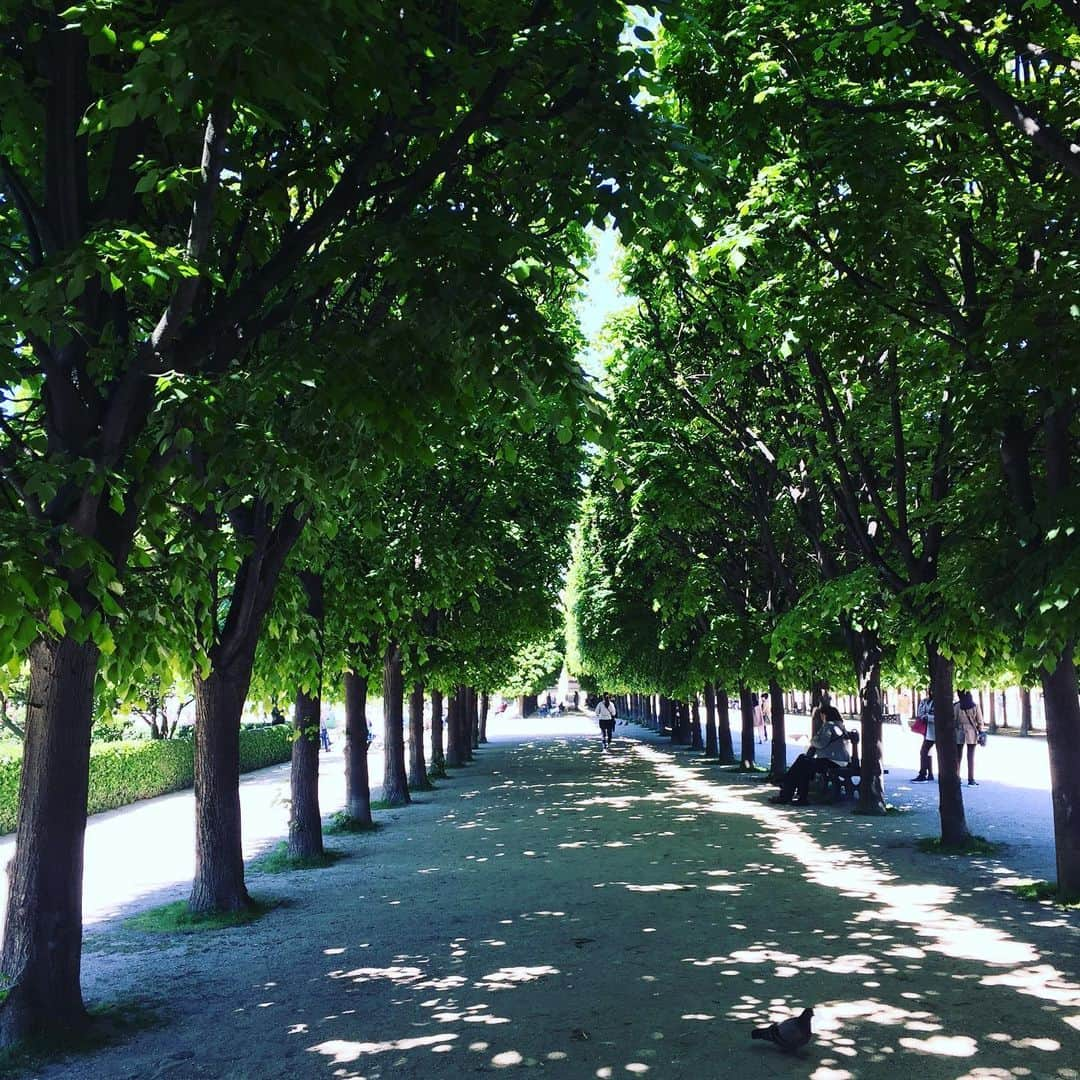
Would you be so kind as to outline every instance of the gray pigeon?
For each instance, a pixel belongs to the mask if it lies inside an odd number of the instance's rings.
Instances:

==

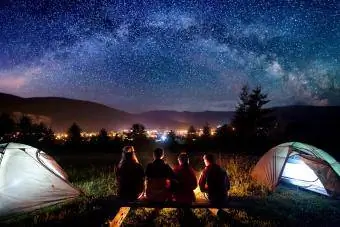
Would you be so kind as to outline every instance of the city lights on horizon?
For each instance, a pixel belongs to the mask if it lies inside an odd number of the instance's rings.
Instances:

--

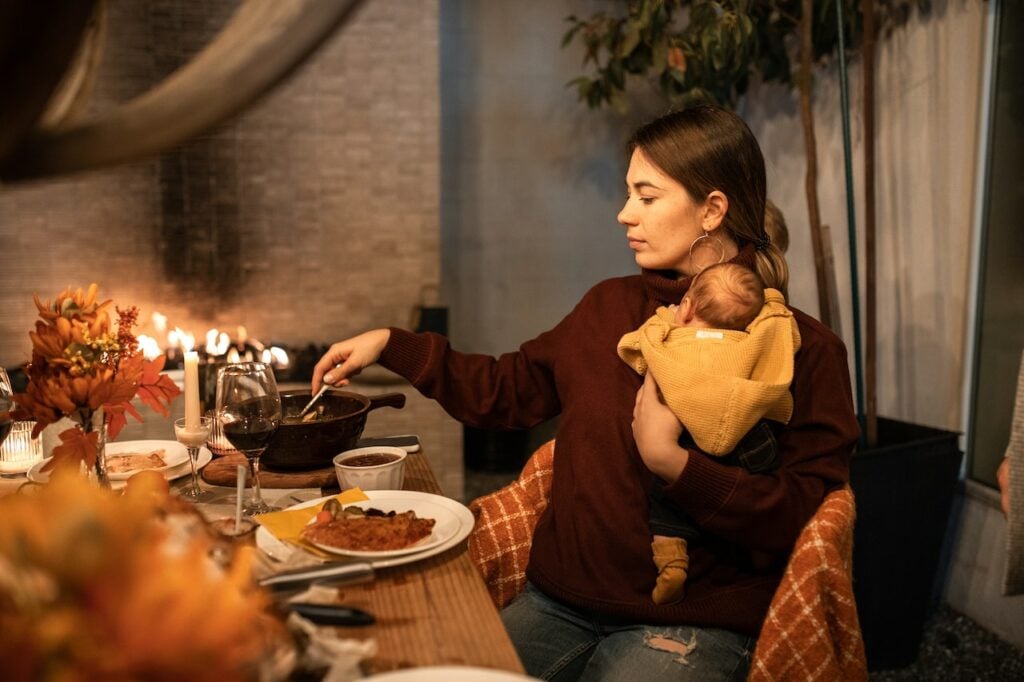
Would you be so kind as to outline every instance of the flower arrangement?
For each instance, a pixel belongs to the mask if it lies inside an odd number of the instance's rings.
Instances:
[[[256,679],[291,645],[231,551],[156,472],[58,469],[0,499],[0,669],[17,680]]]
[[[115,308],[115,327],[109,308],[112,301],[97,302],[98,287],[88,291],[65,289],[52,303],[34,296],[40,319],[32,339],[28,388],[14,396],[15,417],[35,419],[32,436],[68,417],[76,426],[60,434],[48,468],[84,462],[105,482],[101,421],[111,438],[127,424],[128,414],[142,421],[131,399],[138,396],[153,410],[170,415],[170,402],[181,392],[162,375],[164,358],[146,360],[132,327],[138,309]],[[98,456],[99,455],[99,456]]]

**Activity**
All lines in the listing above with the string "every" should be returned.

**Response box**
Would you be so kind as to outline every instance of the gray pigeon?
Would you be so kind as to outline every instance of the city lights on horizon?
Would you be so kind as to outline every instance of the flower arrangement?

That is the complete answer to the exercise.